Monday, February 9, 2009

5 simple search strategies to find quality health information on the Internet

Copywrite Peter Yellowlees MD. 2009

Approximately 10 million people in the USA search online for information about their health, or the health of their loved ones, every single day. 140 million Americans have already undertaken such searches. A number of recent studies have reviewed this activity and three factors stand out:

1. Searching on the Internet for health information is a remarkably common activity in America
2. While many people find health information that seems helpful, most do not really know if it is reliable.
3. People trust doctors to deliver high quality health information, and information from the internet discussed with doctors, who are the “health information experts” often leads to changes in treatment.

As a practicing physician I have long been recommending certain websites and search strategies to my patients. I have now written a book (Your Health in the Information Age – how you and your doctor can use the Internet to work together) and created a website that will be helpful in finding high quality health information. The website - http://www.informationagehealth.com/ –contains the links to high quality health information mentioned in the book.

So what are the 5 search strategies?

1. Quick and dirty.

For a quick simple search there is nothing wrong with doing rapid searches at http://www.google.com/ or http://www.yahoo.com/ , and at least scan the first 20 or so results. Just remember that Google displays two types of results, sites ranked by a commercially secret algorithmically derived measure of popularity, which is what most people look at first, and sponsored paid links. The second quick and dirty approach to undertake routinely is to go to a couple of quality information sites as your first stop beyond the search engines. I recommend http://www.wikipedia.com/ the amazing open source encyclopedia with great breadth and depth, but a level of inaccuracy, and http://www.medlineplus.gov/ which is a Government run site and is, in my opinion, the best overall consumer health site on the Internet.

Many patients want to go beyond this level of search however, and I would suggest the following strategies;

2 Professional journal searching

There are several free programs on the Internet which allow you to search professional peer-reviewed scientific papers from the health and medical journals. The two main professional databases are:
“Medline” (http://www.ncbi.nlm.nih.gov/PUBMED at the NIH and
“Psycinfo” (http://www.apa.org/psycinfo/ at the American Psychological Association

3 Search evaluated Internet subject gateways

The beauty of Internet searches is that you can pick up useful reliable information which hasn’t always been published in peer-reviewed journals, but which has been checked for accuracy by teams of medical reviewers. The gateways I use are the US National Library of Medicine ( http://locatorplus.gov/ ) or Healthfinder ( http://www.healthfinder.gov/ ) in the US, or Intute (http://www.intute.ac.uk/ ) or NHSDirect (http://www.nhsdirect.nhs.uk/ ) in the UK. Other sites are devoted to collecting peer-reviewed “best practice” treatment guidelines (http://www.guideline.gov/ ) which you can use to compare with your own treatment regime. If you want information on evidence-based medicine you cannot go past the Cochrane Library ( http://www.cochrane.org/ ) and I frequently recommend eMedicine (http://www.emedicine.com/) which is emerging as the “wikipedia of healthcare”.

▬▬▬▬▬▬▬▬▬▬

■ REQUIREMENT 1
Copy the stretch of the article on health search strategies from "1. Quick and" through "on the Internet.".
■ REQUIREMENT 2
Carry on the article on health search strategies from the point where it stops.
The data that comes next has nothing to do with the article on health search strategies.

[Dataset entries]

▬▬▬▬▬▬▬▬▬▬

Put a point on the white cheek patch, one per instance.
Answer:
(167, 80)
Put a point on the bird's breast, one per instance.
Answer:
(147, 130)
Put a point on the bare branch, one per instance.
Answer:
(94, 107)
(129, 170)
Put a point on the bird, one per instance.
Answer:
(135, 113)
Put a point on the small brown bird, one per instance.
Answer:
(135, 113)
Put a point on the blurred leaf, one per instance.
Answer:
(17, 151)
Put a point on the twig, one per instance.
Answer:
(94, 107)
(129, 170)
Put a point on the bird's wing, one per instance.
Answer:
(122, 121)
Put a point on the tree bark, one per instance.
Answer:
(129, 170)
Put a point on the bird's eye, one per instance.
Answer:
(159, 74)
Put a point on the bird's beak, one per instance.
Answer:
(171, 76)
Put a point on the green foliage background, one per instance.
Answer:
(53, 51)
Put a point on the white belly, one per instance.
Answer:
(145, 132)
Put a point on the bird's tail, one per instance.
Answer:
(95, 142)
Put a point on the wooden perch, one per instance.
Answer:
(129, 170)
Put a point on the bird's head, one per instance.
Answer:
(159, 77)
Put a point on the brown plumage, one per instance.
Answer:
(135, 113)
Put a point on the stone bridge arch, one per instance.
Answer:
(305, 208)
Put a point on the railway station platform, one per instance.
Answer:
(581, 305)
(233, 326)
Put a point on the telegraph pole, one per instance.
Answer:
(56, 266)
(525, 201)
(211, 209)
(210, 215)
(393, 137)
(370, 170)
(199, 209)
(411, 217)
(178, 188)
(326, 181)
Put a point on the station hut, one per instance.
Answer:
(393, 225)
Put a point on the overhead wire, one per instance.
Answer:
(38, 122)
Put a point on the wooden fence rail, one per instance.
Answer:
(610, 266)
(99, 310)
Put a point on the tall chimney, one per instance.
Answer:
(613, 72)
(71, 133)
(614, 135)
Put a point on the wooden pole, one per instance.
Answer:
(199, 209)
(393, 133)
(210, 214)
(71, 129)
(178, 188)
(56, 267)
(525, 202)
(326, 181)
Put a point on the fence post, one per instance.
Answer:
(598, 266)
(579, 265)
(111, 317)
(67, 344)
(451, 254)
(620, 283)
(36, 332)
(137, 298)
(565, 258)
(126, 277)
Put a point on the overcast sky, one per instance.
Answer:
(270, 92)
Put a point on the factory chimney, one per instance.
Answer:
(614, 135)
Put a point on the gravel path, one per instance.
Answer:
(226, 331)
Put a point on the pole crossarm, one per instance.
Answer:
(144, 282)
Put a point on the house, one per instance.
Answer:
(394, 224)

▬▬▬▬▬▬▬▬▬▬

■ EXERCISE OUTPUT 1
1. Quick and dirty.

For a quick simple search there is nothing wrong with doing rapid searches at http://www.google.com/ or http://www.yahoo.com/ , and at least scan the first 20 or so results. Just remember that Google displays two types of results, sites ranked by a commercially secret algorithmically derived measure of popularity, which is what most people look at first, and sponsored paid links. The second quick and dirty approach to undertake routinely is to go to a couple of quality information sites as your first stop beyond the search engines. I recommend http://www.wikipedia.com/ the amazing open source encyclopedia with great breadth and depth, but a level of inaccuracy, and http://www.medlineplus.gov/ which is a Government run site and is, in my opinion, the best overall consumer health site on the Internet.

■ EXERCISE OUTPUT 2
4 General Web searches

Now we move to the open areas of the Internet that you will find via search engines. Here you will have to start questioning the quality of the information you retrieve much more critically as most of it will not have been subjected to any real quality review mechanism, and much will have a commercial bias. Use the methods at http://www.discern.org.uk/ to evaluate the quality of information on general sites, and in principle tend to focus on mainstream sites run by government agencies or universities.

5 Discussion lists and newsgroups

This is where you can waste most time, and where information is least reliable - but it can be fun, and is sometimes helpful, particularly if you want to communicate with others who have similar needs. You may even be lucky and join a group where there is a real expert. There are many groups on the Internet – just put in a search string with the word group, as well as whatever topic you are researching. The largest number of health related ones seem to currently be at Google groups (http://groups.google.com/group/HealthyLiving )

Once you have undertaken your searches the most important next step is to discuss your findings with you doctor. The role of many doctors in gradually changing, and they are increasingly becoming “information analysts” helping patients find good quality health information that will lead to good healthcare decisions. More details are available in my book.


This article is based on excerpts from “Your Health in the Information Age – how you and your doctor can use the Internet to work together” by Peter Yellowlees MD. Available at http://www.informationagehealth.com/ and most online bookstores.

1 comment:

  1. Thank you for the breakdown and list of helpful sites.

    Please note that the PUBMED link has been updated to:

    http://www.ncbi.nlm.nih.gov/sites/entrez?db=PubMed

    I would reiterate the point that after searching, reading, and learning about health conditions you should absolutely have a conversation with your healthcare provider. It is hard enough for healthcare providers to sort out the junk from the pertinent information that is published. Just because it is "published" does not mean that it applies to your situation.

    Talk openly with your healthcare provider.